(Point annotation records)
☆ ☆ ☆ ☆ ☆ ☆ ☆

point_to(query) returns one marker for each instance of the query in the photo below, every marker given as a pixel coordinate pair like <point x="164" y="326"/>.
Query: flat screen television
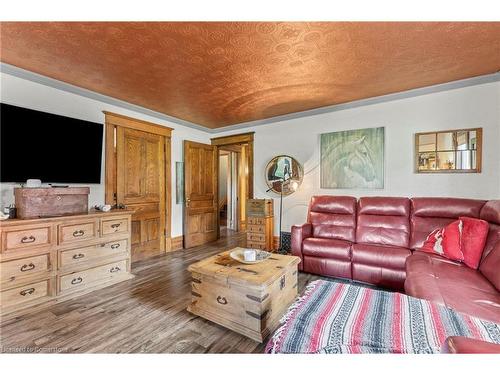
<point x="52" y="148"/>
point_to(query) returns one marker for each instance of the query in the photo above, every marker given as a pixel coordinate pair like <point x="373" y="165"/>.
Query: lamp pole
<point x="280" y="249"/>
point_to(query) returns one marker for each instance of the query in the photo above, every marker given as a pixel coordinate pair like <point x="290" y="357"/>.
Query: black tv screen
<point x="52" y="148"/>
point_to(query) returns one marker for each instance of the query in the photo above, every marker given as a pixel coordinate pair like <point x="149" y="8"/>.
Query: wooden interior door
<point x="140" y="177"/>
<point x="201" y="194"/>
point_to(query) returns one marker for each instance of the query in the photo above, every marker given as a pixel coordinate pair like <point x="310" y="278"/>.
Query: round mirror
<point x="285" y="172"/>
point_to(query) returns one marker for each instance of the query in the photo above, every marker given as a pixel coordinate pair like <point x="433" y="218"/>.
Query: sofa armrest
<point x="299" y="234"/>
<point x="465" y="345"/>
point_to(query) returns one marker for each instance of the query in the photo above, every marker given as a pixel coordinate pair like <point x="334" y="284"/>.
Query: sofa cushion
<point x="453" y="284"/>
<point x="327" y="248"/>
<point x="328" y="267"/>
<point x="491" y="213"/>
<point x="447" y="271"/>
<point x="378" y="255"/>
<point x="428" y="214"/>
<point x="383" y="221"/>
<point x="446" y="242"/>
<point x="333" y="217"/>
<point x="381" y="276"/>
<point x="490" y="267"/>
<point x="474" y="234"/>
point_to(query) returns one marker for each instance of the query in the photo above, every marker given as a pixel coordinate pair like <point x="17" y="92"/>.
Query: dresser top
<point x="92" y="213"/>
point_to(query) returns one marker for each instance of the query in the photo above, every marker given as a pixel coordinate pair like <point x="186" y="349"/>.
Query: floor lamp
<point x="293" y="187"/>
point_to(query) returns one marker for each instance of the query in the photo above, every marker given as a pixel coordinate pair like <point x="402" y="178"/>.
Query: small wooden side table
<point x="260" y="224"/>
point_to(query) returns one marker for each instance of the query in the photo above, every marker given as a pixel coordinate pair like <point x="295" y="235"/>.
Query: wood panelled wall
<point x="138" y="175"/>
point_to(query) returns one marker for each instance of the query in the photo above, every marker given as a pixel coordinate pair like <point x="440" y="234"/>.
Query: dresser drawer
<point x="71" y="233"/>
<point x="84" y="279"/>
<point x="255" y="220"/>
<point x="24" y="267"/>
<point x="256" y="237"/>
<point x="26" y="238"/>
<point x="74" y="257"/>
<point x="25" y="294"/>
<point x="114" y="226"/>
<point x="256" y="228"/>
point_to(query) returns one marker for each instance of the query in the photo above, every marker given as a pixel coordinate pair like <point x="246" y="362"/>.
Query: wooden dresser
<point x="51" y="259"/>
<point x="260" y="224"/>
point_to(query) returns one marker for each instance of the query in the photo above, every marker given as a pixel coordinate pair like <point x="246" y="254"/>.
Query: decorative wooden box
<point x="260" y="207"/>
<point x="249" y="299"/>
<point x="260" y="224"/>
<point x="47" y="202"/>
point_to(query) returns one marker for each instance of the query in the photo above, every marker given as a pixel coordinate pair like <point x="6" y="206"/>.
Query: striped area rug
<point x="334" y="317"/>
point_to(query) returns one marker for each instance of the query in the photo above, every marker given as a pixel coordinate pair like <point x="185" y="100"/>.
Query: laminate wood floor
<point x="144" y="315"/>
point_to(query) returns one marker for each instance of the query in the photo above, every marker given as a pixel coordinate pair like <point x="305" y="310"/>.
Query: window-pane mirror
<point x="449" y="151"/>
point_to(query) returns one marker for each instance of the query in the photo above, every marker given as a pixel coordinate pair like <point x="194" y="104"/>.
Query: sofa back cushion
<point x="490" y="266"/>
<point x="491" y="213"/>
<point x="428" y="214"/>
<point x="333" y="217"/>
<point x="383" y="221"/>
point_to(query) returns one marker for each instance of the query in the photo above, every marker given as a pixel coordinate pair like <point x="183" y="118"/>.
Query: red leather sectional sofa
<point x="376" y="240"/>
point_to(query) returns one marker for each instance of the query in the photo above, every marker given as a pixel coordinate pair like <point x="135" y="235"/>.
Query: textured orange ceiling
<point x="222" y="73"/>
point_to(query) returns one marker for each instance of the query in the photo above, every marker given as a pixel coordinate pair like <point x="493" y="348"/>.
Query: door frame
<point x="187" y="193"/>
<point x="230" y="140"/>
<point x="114" y="120"/>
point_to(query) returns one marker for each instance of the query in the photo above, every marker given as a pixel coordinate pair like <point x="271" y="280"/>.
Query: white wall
<point x="475" y="106"/>
<point x="24" y="93"/>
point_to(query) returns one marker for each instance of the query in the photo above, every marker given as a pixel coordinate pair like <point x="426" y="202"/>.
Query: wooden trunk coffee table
<point x="248" y="299"/>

☆ ☆ ☆ ☆ ☆ ☆ ☆

## The task
Without the pictures, copy the material exactly as given.

## Final answer
point_to(query) returns one marker for each instance of the query in the photo below, every marker given as a pixel coordinate pair like <point x="164" y="326"/>.
Query: flat screen television
<point x="52" y="148"/>
point_to(query) returns one marker for each instance of the query in the photo above, every marker given as a pixel coordinate pair like <point x="373" y="165"/>.
Query: lamp pole
<point x="280" y="249"/>
point_to(query) returns one marker for each instance of the query in the photo above, every marker given as a pixel coordinate pair like <point x="290" y="357"/>.
Query: black tv screen
<point x="52" y="148"/>
point_to(query) returns one marker for each instance of the query in the photo above, every marker given as a pixel coordinate pair like <point x="149" y="8"/>.
Query: wooden interior door
<point x="140" y="177"/>
<point x="201" y="194"/>
point_to(query) returns one marker for each instance of the query in the photo above, every marker given as a pixel coordinate pair like <point x="310" y="278"/>.
Query: round mirror
<point x="285" y="172"/>
point_to(query) returns one marker for each instance of the query in the photo above, every marker given as a pixel coordinate pair like <point x="433" y="218"/>.
Query: sofa armrest
<point x="299" y="234"/>
<point x="465" y="345"/>
point_to(query) returns one marker for each instance of the query in the photo above, every marker given as a pixel coordinate pair like <point x="334" y="284"/>.
Query: sofa cushion
<point x="453" y="284"/>
<point x="327" y="248"/>
<point x="328" y="267"/>
<point x="491" y="213"/>
<point x="447" y="271"/>
<point x="378" y="255"/>
<point x="428" y="214"/>
<point x="383" y="221"/>
<point x="446" y="242"/>
<point x="333" y="217"/>
<point x="381" y="276"/>
<point x="490" y="267"/>
<point x="474" y="234"/>
point_to(query) returns one marker for each instance of the query in the photo above, every marker given as a pixel coordinate pair like <point x="17" y="92"/>.
Query: dresser top
<point x="92" y="213"/>
point_to(query) returns one marker for each instance of the query in the photo above, every marker given as a pixel coordinate pair like <point x="186" y="349"/>.
Query: floor lamp
<point x="293" y="187"/>
point_to(query) returns one marker for each instance of the query in the photo above, every marker given as a pixel coordinate pair like <point x="402" y="178"/>.
Query: small wooden side table
<point x="260" y="224"/>
point_to(query) returns one marker for each instance of the query in the photo above, every marker given as a pixel coordinate pair like <point x="295" y="235"/>.
Query: wood panelled wall
<point x="138" y="175"/>
point_to(query) returns one marker for each instance of the query in the photo above, every marker given as a pixel coordinate pair like <point x="440" y="234"/>.
Query: dresser drawer
<point x="71" y="233"/>
<point x="84" y="279"/>
<point x="255" y="220"/>
<point x="24" y="267"/>
<point x="256" y="237"/>
<point x="26" y="238"/>
<point x="74" y="257"/>
<point x="25" y="294"/>
<point x="114" y="226"/>
<point x="256" y="228"/>
point_to(query) returns one marker for each instance of the query in the photo above, every marker given as a pixel coordinate pair like <point x="246" y="362"/>.
Query: wooden dresser
<point x="51" y="259"/>
<point x="260" y="224"/>
point_to(query) returns one marker for each instance of the query in the photo above, every marker given as a pixel coordinate pair like <point x="246" y="254"/>.
Query: decorative wooden box
<point x="260" y="207"/>
<point x="249" y="299"/>
<point x="260" y="224"/>
<point x="47" y="202"/>
point_to(query) returns one marker for each instance of the query in the photo above, every marker given as a pixel coordinate pair like <point x="6" y="206"/>.
Query: striped area rug
<point x="334" y="317"/>
point_to(query) returns one marker for each instance of the query in the photo above, every marker given as a pixel coordinate pair like <point x="185" y="100"/>.
Query: laminate wood floor
<point x="144" y="315"/>
point_to(query) returns one marker for each instance of the query in the photo above, every marker given as a pixel coordinate pair like <point x="305" y="310"/>.
Query: window-pane mirror
<point x="449" y="151"/>
point_to(query) returns one marker for each instance of the query in the photo above, every marker given as a pixel coordinate pair like <point x="194" y="104"/>.
Query: sofa back cushion
<point x="490" y="266"/>
<point x="491" y="213"/>
<point x="428" y="214"/>
<point x="333" y="217"/>
<point x="383" y="221"/>
point_to(query) returns one marker for each instance of the query in the photo above, every marker given as a pixel coordinate pair like <point x="183" y="118"/>.
Query: red leather sectional sofa
<point x="376" y="240"/>
point_to(query) returns one marker for each instance of the query in the photo above, every marker given as a pixel coordinate pair like <point x="135" y="235"/>.
Query: textured orange ceiling
<point x="222" y="73"/>
point_to(query) returns one marker for each instance of the query in the photo above, every marker given as a pixel coordinate pair like <point x="493" y="348"/>.
Query: door frame
<point x="187" y="193"/>
<point x="230" y="140"/>
<point x="114" y="120"/>
point_to(query) returns one marker for each instance of the query in the photo above, every marker given as a pixel coordinate pair like <point x="271" y="280"/>.
Query: white wall
<point x="475" y="106"/>
<point x="24" y="93"/>
point_to(query) returns one marker for each instance of the query in the photo above, every marker given as a pixel coordinate pair like <point x="426" y="202"/>.
Query: wooden trunk coffee table
<point x="248" y="299"/>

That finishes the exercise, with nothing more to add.